> **TASK LIST**
a. List every proper name of a person, institution, or publication that appears in the article on blind mole rats and cancer, in order of first appearance.
b. Extend the article on how blind mole rats resist cancer, starting after its final sentence.

Skip to content
Featured

How Do Blind Mole Rats Ward Off Cancer?

A blind mole rat is shown on the background of dying necrotic blind mole rat cells. Photo by Andrei Seluanov/University of Rochester.
blind mole rat
A blind mole rat is shown on the background of dying necrotic blind mole rat cells.
Photo by Andrei Seluanov/University of Rochester.

Biologists at the University of Rochester have determined how blind mole rats fight off cancer—and the mechanism differs from what they discovered three years ago in another long-lived and cancer-resistant mole rat species, the naked mole rat.

The team of researchers, led by Professor Vera Gorbunova and Assistant Professor Andrei Seluanov, found that abnormally growing cells in blind mole rats secrete the interferon beta protein, which causes those cells to rapidly die. Seluanov and Gorbunova hope the discovery will eventually help lead to new cancer therapies in humans. Their findings are being published this week in the Proceedings of the National Academy of Sciences.

Blind mole rats and naked mole rats—both subterranean rodents with long life spans—are the only mammals never known to develop cancer. Three years ago, Seluanov and Gorbunova determined the anti-cancer mechanism in the naked mole rat. Their research found that a specific gene—p16—makes the cancerous cells in naked mole rats hypersensitive to overcrowding, and stops them from proliferating when too many crowd together.

“We expected blind mole rats to have a similar mechanism for stopping the spread of cancerous cells,” said Seluanov. “Instead, we discovered they’ve evolved their own mechanism.”

[Stored items]
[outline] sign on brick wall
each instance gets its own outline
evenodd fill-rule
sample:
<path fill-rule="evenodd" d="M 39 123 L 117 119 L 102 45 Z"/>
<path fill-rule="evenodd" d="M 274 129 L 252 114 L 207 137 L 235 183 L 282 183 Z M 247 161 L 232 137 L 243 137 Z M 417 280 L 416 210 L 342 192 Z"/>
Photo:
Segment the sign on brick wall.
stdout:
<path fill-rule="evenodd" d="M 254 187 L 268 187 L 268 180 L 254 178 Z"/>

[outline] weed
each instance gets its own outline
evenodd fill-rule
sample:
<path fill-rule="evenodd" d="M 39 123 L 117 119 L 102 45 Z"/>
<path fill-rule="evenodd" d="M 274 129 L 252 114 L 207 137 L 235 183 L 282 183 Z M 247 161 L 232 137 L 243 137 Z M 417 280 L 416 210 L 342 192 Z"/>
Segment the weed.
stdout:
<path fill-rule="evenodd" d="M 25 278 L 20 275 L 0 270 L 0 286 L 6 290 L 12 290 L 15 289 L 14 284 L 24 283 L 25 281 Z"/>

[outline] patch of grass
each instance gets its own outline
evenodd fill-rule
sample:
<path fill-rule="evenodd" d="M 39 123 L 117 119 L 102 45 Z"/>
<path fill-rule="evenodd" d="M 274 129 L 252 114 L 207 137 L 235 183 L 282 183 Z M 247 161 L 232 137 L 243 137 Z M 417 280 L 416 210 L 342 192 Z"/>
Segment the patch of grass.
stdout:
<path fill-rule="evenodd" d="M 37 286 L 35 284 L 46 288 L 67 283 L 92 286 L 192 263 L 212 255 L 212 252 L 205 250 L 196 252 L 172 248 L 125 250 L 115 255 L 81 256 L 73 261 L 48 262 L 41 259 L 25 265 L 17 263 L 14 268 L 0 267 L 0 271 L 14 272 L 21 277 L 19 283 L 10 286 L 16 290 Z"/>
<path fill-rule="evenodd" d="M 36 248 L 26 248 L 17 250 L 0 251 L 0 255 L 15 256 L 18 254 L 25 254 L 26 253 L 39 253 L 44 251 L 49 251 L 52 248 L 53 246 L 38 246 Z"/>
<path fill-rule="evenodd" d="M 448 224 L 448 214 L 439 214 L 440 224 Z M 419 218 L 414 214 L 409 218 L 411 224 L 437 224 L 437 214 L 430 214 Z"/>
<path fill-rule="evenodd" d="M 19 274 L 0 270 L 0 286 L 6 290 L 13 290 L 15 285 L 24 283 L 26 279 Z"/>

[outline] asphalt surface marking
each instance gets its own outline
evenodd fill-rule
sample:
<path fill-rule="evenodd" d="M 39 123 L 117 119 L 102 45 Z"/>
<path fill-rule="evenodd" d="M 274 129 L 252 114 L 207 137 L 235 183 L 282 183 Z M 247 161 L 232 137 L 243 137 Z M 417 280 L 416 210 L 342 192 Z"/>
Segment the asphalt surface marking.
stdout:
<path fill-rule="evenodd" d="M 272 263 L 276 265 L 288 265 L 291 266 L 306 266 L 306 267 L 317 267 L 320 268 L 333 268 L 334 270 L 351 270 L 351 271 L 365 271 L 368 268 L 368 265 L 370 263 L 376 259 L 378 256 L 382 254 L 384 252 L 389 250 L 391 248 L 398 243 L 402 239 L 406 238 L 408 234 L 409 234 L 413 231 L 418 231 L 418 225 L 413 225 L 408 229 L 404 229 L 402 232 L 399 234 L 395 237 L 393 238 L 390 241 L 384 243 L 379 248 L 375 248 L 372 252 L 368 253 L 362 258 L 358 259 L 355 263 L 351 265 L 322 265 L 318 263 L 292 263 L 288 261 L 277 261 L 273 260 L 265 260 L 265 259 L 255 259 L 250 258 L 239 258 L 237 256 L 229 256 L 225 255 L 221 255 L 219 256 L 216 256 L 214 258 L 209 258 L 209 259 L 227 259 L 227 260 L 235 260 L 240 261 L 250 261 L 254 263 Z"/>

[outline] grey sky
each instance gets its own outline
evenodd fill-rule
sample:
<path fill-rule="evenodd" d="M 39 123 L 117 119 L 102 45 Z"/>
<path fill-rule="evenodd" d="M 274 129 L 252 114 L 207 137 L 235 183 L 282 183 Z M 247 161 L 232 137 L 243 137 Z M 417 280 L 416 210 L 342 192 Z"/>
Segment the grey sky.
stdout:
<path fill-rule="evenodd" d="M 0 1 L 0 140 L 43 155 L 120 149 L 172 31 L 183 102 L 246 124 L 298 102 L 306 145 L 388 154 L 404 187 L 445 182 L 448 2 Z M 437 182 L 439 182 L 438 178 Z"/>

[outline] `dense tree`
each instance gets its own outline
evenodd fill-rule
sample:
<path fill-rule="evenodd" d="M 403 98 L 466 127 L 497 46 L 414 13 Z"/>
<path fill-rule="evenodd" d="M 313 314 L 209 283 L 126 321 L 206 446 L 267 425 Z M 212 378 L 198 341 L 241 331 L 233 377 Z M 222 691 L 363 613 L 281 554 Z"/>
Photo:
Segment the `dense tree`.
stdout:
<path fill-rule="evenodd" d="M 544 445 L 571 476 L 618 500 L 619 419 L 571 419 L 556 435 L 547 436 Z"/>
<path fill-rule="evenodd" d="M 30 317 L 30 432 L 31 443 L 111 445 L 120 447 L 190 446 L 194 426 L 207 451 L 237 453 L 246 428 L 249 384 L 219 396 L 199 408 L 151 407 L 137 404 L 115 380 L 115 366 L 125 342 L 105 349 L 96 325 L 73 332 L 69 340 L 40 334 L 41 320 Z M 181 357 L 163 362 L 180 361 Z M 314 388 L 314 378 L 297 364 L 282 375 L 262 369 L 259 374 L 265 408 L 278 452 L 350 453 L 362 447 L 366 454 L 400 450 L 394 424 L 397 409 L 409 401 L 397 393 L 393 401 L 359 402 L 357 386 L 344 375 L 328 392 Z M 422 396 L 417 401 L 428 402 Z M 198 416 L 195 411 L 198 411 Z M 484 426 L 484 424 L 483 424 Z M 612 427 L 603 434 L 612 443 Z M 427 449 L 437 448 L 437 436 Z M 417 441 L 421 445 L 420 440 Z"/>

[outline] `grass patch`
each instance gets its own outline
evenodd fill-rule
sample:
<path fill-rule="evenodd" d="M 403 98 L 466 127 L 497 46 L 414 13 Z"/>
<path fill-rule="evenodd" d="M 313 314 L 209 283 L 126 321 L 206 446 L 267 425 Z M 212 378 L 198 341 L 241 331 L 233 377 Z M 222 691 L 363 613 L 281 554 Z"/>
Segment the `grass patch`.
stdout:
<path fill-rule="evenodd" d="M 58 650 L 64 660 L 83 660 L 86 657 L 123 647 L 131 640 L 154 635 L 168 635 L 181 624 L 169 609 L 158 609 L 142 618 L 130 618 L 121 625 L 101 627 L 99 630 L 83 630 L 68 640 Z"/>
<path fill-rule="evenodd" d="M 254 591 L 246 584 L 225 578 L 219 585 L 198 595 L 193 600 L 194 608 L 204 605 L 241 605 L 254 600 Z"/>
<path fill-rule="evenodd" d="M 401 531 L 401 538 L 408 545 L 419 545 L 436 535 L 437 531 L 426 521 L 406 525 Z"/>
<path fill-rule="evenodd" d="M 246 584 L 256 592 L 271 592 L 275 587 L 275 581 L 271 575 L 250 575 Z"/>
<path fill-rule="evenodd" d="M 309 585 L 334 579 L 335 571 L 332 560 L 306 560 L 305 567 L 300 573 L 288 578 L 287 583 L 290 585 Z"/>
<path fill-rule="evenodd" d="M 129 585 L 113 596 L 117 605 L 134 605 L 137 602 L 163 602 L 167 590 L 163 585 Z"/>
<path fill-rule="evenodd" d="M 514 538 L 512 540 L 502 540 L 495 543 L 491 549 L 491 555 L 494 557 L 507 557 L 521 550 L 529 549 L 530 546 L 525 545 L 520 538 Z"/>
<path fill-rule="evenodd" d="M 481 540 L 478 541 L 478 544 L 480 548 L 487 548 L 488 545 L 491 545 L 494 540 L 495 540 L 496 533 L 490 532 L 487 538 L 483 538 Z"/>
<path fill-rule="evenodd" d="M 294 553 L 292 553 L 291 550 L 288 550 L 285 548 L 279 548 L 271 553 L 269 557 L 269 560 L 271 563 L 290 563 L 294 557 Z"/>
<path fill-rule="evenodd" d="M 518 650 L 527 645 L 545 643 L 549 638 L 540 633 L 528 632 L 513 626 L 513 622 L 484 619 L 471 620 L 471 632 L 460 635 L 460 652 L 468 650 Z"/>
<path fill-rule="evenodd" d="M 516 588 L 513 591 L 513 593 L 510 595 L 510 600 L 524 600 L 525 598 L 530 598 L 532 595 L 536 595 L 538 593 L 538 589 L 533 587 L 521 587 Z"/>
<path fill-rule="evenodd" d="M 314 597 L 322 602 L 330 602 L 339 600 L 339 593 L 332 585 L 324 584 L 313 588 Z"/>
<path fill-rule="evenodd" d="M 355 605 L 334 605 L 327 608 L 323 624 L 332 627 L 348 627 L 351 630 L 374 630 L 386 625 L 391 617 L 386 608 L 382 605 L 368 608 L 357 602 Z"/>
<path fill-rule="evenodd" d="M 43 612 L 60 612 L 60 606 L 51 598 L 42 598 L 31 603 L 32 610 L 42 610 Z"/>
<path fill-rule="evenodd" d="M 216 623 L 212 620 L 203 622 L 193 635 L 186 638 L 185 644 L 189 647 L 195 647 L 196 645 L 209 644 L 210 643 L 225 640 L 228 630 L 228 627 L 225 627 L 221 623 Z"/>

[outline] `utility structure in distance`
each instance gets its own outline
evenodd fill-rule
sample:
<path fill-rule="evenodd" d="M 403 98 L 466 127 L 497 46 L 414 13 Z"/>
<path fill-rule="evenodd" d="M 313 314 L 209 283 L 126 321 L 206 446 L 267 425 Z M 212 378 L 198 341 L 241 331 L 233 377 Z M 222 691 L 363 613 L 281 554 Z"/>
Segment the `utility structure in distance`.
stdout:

> **TASK RESPONSES**
a.
Andrei Seluanov
University of Rochester
Vera Gorbunova
Proceedings of the National Academy of Sciences

b.
Gorbunova and Seluanov made their discovery by isolating cells from blind mole rats and forcing them to proliferate in culture beyond what occurs in the animal. After dividing approximately 15-20 times, all of the cells in the culture dish died rapidly. The researchers determined that the rapid death occurred because the cells recognized their pre-cancerous state and began secreting a suicidal protein, called interferon beta. The precancerous cells died by a mechanism which kills both abnormal cells and their neighbors, resulting in a “clean sweep.”

“Not only were the cancerous cells killed off, but so were the adjacent cells, which may also be prone to tumorous behavior,” said Seluanov.

“While people don’t use the same cancer-killing mechanism as blind mole rats, we may be able to combat some cancers and prolong life, if we could stimulate the same clean sweep reaction in cancerous human cells,” said Gorbunova.

The research team also included Christopher Hine, Xiao Tian, and Julia Ablaeva in Rochester, Andrei Gudkov at Roswell Park Cancer Institute in Buffalo, NY, and Eviatar Nevo at the University of Haifa in Israel.

Gorbunova and Seluanov say they next want to find out exactly what triggers the secretion of interferon beta after cancerous cells begin proliferating in blind mole rats.

Gorbunova believes the anti-cancer mechanism is an adaptation to subterranean life. “Blind mole rats spend their lives in underground burrows protected from predators,” said Gorbunova. “Living in this environment, they could perhaps afford to evolve a long lifespan, which includes developing efficient anticancer defenses.”